Your answer should hold all lines of the entries that include the word "marble".
- Opening Delimiter -
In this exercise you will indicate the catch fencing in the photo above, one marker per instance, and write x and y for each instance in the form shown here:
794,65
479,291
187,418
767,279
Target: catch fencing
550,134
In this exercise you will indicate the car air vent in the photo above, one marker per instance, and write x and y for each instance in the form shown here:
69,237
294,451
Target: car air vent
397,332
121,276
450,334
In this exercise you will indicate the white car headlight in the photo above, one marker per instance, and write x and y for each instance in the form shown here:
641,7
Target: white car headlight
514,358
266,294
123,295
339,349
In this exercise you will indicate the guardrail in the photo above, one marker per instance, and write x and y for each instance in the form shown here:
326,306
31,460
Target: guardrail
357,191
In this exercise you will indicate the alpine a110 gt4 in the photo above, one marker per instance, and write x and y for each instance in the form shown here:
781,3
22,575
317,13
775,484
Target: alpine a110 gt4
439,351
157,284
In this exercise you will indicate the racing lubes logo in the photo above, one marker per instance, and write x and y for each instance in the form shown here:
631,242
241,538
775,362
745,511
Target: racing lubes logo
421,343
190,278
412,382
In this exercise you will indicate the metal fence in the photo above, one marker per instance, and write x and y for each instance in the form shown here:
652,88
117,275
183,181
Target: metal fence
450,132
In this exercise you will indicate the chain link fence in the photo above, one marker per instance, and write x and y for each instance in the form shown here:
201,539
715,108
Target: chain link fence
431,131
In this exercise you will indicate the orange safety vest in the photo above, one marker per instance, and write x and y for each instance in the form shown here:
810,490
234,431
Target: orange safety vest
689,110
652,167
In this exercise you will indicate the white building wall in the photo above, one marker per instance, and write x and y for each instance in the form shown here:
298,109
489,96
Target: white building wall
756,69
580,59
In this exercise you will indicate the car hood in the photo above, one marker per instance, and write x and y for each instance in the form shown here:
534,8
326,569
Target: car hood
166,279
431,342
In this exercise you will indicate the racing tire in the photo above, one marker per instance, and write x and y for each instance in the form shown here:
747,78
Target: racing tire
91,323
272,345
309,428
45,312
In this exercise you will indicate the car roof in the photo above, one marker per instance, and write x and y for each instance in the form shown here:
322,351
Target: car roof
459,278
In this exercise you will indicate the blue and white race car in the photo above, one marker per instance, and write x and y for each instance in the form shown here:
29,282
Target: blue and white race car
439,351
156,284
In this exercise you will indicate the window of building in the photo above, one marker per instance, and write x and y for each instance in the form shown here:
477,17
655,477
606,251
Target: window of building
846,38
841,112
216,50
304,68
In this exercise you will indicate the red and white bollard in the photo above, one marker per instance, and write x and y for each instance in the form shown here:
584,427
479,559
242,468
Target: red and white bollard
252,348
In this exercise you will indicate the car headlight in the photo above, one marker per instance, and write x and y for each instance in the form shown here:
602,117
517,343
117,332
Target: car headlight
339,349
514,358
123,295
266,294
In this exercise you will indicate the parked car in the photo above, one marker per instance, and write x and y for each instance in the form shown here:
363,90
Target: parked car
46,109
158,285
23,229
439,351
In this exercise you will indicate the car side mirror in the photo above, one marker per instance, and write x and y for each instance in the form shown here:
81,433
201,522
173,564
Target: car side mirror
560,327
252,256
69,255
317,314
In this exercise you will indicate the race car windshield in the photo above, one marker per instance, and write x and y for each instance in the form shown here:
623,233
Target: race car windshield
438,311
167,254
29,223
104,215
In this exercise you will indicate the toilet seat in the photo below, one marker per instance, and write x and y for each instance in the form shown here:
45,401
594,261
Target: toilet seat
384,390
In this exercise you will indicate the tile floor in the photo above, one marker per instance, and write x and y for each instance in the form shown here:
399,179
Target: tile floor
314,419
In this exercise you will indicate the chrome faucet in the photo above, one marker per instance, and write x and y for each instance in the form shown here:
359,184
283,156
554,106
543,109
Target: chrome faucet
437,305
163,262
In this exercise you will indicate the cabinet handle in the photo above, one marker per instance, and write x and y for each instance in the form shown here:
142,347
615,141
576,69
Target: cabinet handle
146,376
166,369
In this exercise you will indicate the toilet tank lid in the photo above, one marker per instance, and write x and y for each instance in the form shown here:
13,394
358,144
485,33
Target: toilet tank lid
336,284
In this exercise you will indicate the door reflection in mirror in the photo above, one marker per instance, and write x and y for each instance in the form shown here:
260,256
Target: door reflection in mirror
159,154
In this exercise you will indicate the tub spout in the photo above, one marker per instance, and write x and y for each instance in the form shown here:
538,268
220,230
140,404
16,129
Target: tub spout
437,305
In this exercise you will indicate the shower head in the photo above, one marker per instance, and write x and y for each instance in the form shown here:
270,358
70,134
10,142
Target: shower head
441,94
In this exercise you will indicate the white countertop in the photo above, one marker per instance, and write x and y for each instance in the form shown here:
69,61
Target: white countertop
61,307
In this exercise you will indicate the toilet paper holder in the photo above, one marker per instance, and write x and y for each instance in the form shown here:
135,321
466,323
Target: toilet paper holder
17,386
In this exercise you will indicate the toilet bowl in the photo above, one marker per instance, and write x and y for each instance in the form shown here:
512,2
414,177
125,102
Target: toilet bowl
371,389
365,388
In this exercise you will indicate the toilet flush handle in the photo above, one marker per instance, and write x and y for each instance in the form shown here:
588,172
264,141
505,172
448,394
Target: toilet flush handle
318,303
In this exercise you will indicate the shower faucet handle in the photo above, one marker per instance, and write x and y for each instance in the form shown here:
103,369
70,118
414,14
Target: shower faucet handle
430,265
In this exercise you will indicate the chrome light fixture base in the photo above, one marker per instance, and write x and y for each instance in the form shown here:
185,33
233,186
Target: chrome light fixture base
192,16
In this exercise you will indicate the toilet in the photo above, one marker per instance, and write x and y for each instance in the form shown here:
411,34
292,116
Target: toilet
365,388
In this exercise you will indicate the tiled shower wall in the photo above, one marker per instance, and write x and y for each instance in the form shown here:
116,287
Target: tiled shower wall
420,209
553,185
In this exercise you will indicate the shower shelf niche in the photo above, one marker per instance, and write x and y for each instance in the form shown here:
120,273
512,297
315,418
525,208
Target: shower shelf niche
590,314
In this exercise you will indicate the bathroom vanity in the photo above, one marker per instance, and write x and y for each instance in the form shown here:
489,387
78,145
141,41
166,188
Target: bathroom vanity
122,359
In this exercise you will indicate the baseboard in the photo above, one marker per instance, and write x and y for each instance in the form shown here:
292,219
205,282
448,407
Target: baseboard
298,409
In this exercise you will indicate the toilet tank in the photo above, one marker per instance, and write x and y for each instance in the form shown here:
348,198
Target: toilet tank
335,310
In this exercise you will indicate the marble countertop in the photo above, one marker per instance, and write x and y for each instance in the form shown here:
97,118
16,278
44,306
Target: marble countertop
- Closing Delimiter -
RESPONSE TO THIS TASK.
In this exercise you will indicate the marble countertop in the photo above, one marker per instance, and write x and y for each instance in the form shown here:
Target: marble countertop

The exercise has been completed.